§ Aufgabe
Schreibe sämtliche Datensätze neu, ersetze dabei jedes „Target“ durch „Label“ und lass alles Übrige unverändert. Die Bilder gehören nicht in die Ausgabe.

═══ Datensätze ═══

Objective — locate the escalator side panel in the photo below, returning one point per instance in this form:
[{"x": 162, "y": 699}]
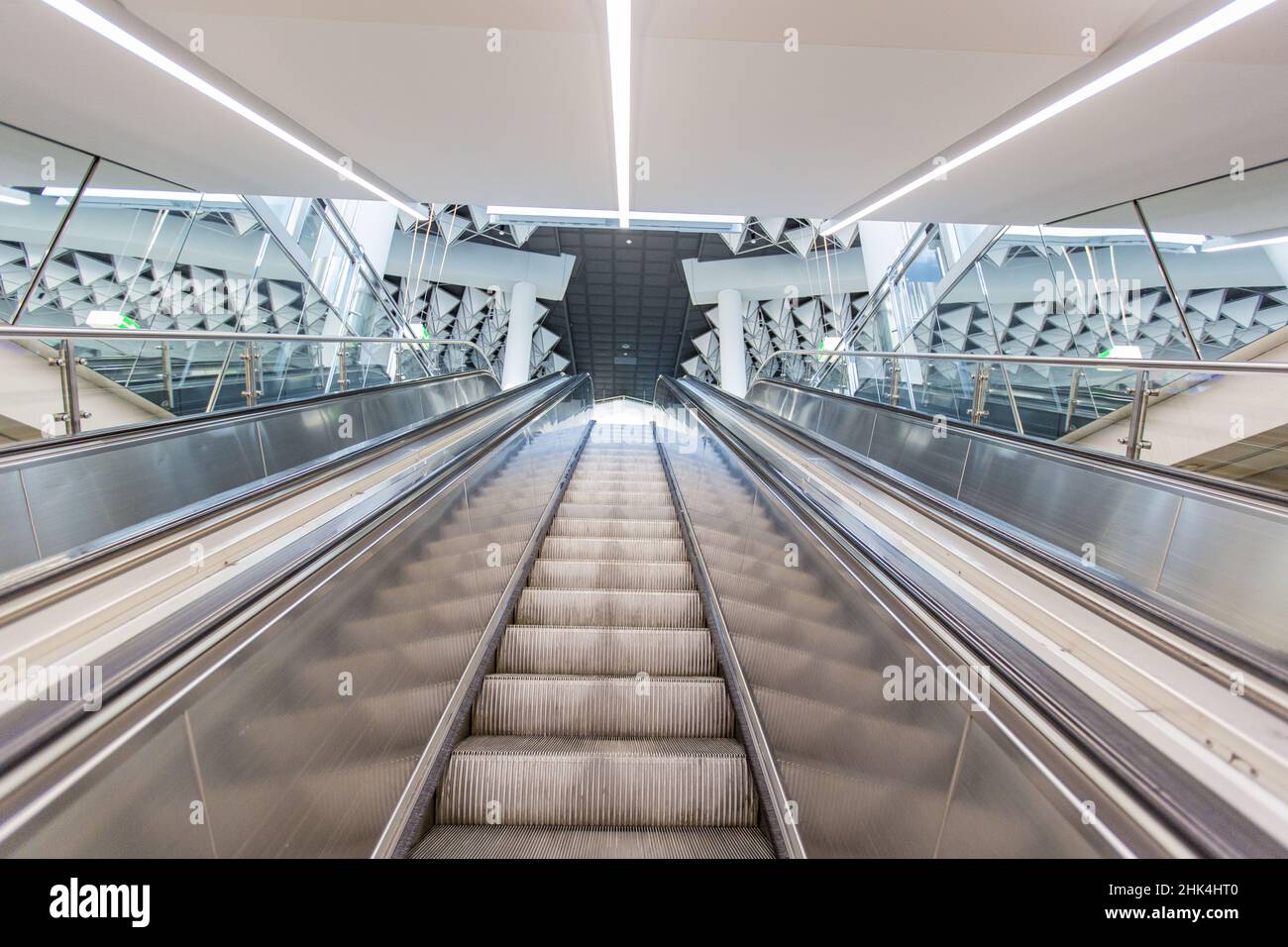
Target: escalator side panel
[
  {"x": 82, "y": 491},
  {"x": 872, "y": 768},
  {"x": 1215, "y": 560},
  {"x": 297, "y": 736}
]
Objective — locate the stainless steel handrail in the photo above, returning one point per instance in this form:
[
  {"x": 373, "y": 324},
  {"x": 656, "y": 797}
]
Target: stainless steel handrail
[
  {"x": 879, "y": 292},
  {"x": 1073, "y": 361},
  {"x": 1141, "y": 392},
  {"x": 172, "y": 335}
]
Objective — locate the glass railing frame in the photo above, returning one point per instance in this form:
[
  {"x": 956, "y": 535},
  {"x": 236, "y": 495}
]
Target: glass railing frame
[
  {"x": 67, "y": 363},
  {"x": 1141, "y": 393}
]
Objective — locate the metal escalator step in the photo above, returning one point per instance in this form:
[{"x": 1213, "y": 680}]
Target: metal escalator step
[
  {"x": 613, "y": 551},
  {"x": 553, "y": 705},
  {"x": 623, "y": 468},
  {"x": 645, "y": 489},
  {"x": 544, "y": 650},
  {"x": 562, "y": 841},
  {"x": 570, "y": 574},
  {"x": 616, "y": 528},
  {"x": 593, "y": 510},
  {"x": 571, "y": 781},
  {"x": 648, "y": 476},
  {"x": 603, "y": 608},
  {"x": 597, "y": 495}
]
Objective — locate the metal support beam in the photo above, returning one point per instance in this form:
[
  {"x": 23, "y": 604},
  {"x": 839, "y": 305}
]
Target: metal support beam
[
  {"x": 1140, "y": 395},
  {"x": 1167, "y": 281}
]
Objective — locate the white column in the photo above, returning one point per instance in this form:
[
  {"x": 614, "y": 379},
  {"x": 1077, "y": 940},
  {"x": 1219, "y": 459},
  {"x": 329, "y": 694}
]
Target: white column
[
  {"x": 733, "y": 343},
  {"x": 518, "y": 339}
]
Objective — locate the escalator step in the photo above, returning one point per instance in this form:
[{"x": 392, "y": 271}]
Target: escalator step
[
  {"x": 625, "y": 528},
  {"x": 642, "y": 577},
  {"x": 548, "y": 650},
  {"x": 613, "y": 551},
  {"x": 566, "y": 705},
  {"x": 559, "y": 841},
  {"x": 571, "y": 781},
  {"x": 608, "y": 608}
]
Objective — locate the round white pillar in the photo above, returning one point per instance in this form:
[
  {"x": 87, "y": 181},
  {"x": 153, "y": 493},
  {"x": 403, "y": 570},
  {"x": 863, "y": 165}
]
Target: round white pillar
[
  {"x": 733, "y": 343},
  {"x": 518, "y": 339}
]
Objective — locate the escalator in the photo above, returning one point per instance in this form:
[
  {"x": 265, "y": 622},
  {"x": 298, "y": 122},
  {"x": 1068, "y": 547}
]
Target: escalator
[
  {"x": 493, "y": 628},
  {"x": 605, "y": 729}
]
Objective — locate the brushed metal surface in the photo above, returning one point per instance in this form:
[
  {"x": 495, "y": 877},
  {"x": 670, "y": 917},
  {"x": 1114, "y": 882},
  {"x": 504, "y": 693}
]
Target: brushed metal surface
[
  {"x": 20, "y": 539},
  {"x": 352, "y": 684},
  {"x": 1232, "y": 564},
  {"x": 1222, "y": 560},
  {"x": 305, "y": 731},
  {"x": 80, "y": 493},
  {"x": 140, "y": 805},
  {"x": 303, "y": 436},
  {"x": 89, "y": 495},
  {"x": 910, "y": 446},
  {"x": 1126, "y": 522},
  {"x": 868, "y": 776},
  {"x": 1000, "y": 810}
]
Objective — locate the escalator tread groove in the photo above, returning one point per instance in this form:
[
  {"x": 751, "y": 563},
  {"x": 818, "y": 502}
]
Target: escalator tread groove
[{"x": 605, "y": 729}]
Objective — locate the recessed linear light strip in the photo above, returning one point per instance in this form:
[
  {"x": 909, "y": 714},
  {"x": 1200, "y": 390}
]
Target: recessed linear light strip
[
  {"x": 1214, "y": 22},
  {"x": 130, "y": 195},
  {"x": 108, "y": 30},
  {"x": 1247, "y": 244},
  {"x": 619, "y": 73}
]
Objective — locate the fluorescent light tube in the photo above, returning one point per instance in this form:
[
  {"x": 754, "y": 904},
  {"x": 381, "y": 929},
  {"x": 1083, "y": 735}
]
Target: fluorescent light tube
[
  {"x": 9, "y": 195},
  {"x": 129, "y": 195},
  {"x": 111, "y": 31},
  {"x": 1247, "y": 244},
  {"x": 1214, "y": 22},
  {"x": 619, "y": 72}
]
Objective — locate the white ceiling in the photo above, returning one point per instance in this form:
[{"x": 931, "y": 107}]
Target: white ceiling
[{"x": 728, "y": 119}]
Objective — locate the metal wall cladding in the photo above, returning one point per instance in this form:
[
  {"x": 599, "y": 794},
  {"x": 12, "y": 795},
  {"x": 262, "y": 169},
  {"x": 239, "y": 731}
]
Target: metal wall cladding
[
  {"x": 1222, "y": 560},
  {"x": 870, "y": 776},
  {"x": 77, "y": 496},
  {"x": 301, "y": 736}
]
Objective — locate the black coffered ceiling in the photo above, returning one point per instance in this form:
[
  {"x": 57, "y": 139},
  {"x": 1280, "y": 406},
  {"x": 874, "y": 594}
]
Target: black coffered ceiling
[{"x": 627, "y": 305}]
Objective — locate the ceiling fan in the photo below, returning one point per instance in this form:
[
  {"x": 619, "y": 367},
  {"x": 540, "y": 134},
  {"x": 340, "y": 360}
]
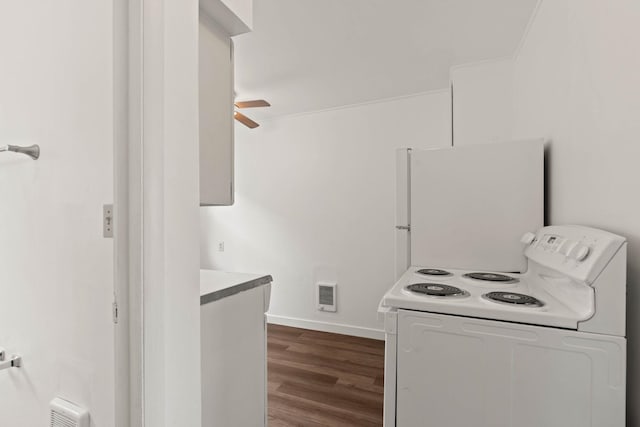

═══

§ Antwort
Objective — locate the escalator side panel in the photo below, returning one point per instance in this form:
[{"x": 162, "y": 699}]
Label: escalator side panel
[
  {"x": 82, "y": 491},
  {"x": 872, "y": 768},
  {"x": 1215, "y": 560},
  {"x": 297, "y": 736}
]
Objective — locate the stainless steel handrail in the photo above, returning one point per instance in this form:
[
  {"x": 373, "y": 324},
  {"x": 656, "y": 797}
]
Label: stainless steel handrail
[
  {"x": 879, "y": 292},
  {"x": 1073, "y": 361},
  {"x": 1141, "y": 392},
  {"x": 172, "y": 335}
]
Objective — locate the glass railing frame in the photo above, returning one point per instance in this form:
[
  {"x": 956, "y": 535},
  {"x": 236, "y": 495}
]
Label: glass railing frame
[
  {"x": 67, "y": 363},
  {"x": 1141, "y": 393}
]
Objective — locate the metal escalator step in the photo above, returning one point per instance in this form:
[{"x": 1213, "y": 680}]
Label: metal escalator step
[
  {"x": 613, "y": 551},
  {"x": 553, "y": 705},
  {"x": 623, "y": 468},
  {"x": 645, "y": 489},
  {"x": 544, "y": 650},
  {"x": 562, "y": 841},
  {"x": 570, "y": 574},
  {"x": 616, "y": 528},
  {"x": 593, "y": 510},
  {"x": 571, "y": 781},
  {"x": 648, "y": 476},
  {"x": 603, "y": 608},
  {"x": 597, "y": 495}
]
Objective — locate the metal support beam in the photo above, returning one point per instance in this form:
[
  {"x": 23, "y": 604},
  {"x": 839, "y": 305}
]
Label: metal support beam
[
  {"x": 1140, "y": 395},
  {"x": 1167, "y": 281}
]
Objective — locate the white column in the photo above, returning one point per instance in this form:
[
  {"x": 614, "y": 379},
  {"x": 1077, "y": 940},
  {"x": 1219, "y": 459},
  {"x": 329, "y": 694}
]
Label: white column
[
  {"x": 733, "y": 343},
  {"x": 518, "y": 339}
]
Objective — locate the escalator step in the photo above, returning one point per instance in this form:
[{"x": 392, "y": 271}]
Label: escalator step
[
  {"x": 625, "y": 528},
  {"x": 642, "y": 577},
  {"x": 548, "y": 650},
  {"x": 613, "y": 551},
  {"x": 566, "y": 705},
  {"x": 559, "y": 841},
  {"x": 571, "y": 781},
  {"x": 608, "y": 608}
]
Objective — locate the round white pillar in the photo above, returning one point per instance in this form:
[
  {"x": 87, "y": 181},
  {"x": 153, "y": 493},
  {"x": 403, "y": 570},
  {"x": 863, "y": 165}
]
Label: round white pillar
[
  {"x": 733, "y": 343},
  {"x": 518, "y": 339}
]
Objective — locate the escalator in the photo above, returning one point per instance in this form:
[
  {"x": 265, "y": 622},
  {"x": 298, "y": 122},
  {"x": 1068, "y": 547}
]
Label: escalator
[
  {"x": 493, "y": 628},
  {"x": 605, "y": 729}
]
Objective — locate the brushed metal surface in the photo above, returning one point per instance in this form:
[
  {"x": 495, "y": 877},
  {"x": 670, "y": 917},
  {"x": 1114, "y": 882},
  {"x": 504, "y": 693}
]
Label: brushed metal surface
[
  {"x": 20, "y": 539},
  {"x": 352, "y": 684},
  {"x": 1232, "y": 564},
  {"x": 1222, "y": 560},
  {"x": 305, "y": 731},
  {"x": 80, "y": 493},
  {"x": 140, "y": 805},
  {"x": 303, "y": 436},
  {"x": 89, "y": 495},
  {"x": 910, "y": 446},
  {"x": 1126, "y": 522},
  {"x": 868, "y": 776},
  {"x": 1000, "y": 810}
]
Objective — locate the escalator tread groove in the photo above, returning one point per instance in this form:
[
  {"x": 751, "y": 563},
  {"x": 818, "y": 502}
]
Label: escalator tread groove
[{"x": 605, "y": 729}]
Objective — locate the recessed linear light strip in the photo above, returning one point per instance in this form:
[
  {"x": 909, "y": 714},
  {"x": 1200, "y": 390}
]
Label: recessed linear light strip
[
  {"x": 1214, "y": 22},
  {"x": 130, "y": 195},
  {"x": 108, "y": 30},
  {"x": 1247, "y": 244},
  {"x": 619, "y": 73}
]
Objective — locate the fluorescent light tube in the photo above, returning one point per instance in this form:
[
  {"x": 754, "y": 904},
  {"x": 381, "y": 929},
  {"x": 1083, "y": 735}
]
Label: fluorescent light tube
[
  {"x": 9, "y": 195},
  {"x": 129, "y": 195},
  {"x": 111, "y": 31},
  {"x": 1247, "y": 244},
  {"x": 1214, "y": 22},
  {"x": 619, "y": 72}
]
Objective — locate the white ceiling in the photo above, returning one point per instance in this form:
[{"x": 931, "y": 107}]
Label: white ceiling
[{"x": 728, "y": 119}]
Objective — locate the metal wall cladding in the photo above, returning one point per instance in this form:
[
  {"x": 599, "y": 794},
  {"x": 12, "y": 795},
  {"x": 262, "y": 169},
  {"x": 239, "y": 731}
]
Label: metal wall cladding
[
  {"x": 1222, "y": 560},
  {"x": 870, "y": 776},
  {"x": 77, "y": 496},
  {"x": 301, "y": 736}
]
Objective — locate the black coffered ceiling in the photo above, returning one point per instance in this form:
[
  {"x": 57, "y": 139},
  {"x": 1280, "y": 406},
  {"x": 874, "y": 594}
]
Label: black coffered ceiling
[{"x": 627, "y": 305}]
Objective — locate the ceiling fan in the photo below, returning one point per instance in this form:
[
  {"x": 619, "y": 367},
  {"x": 540, "y": 134},
  {"x": 340, "y": 360}
]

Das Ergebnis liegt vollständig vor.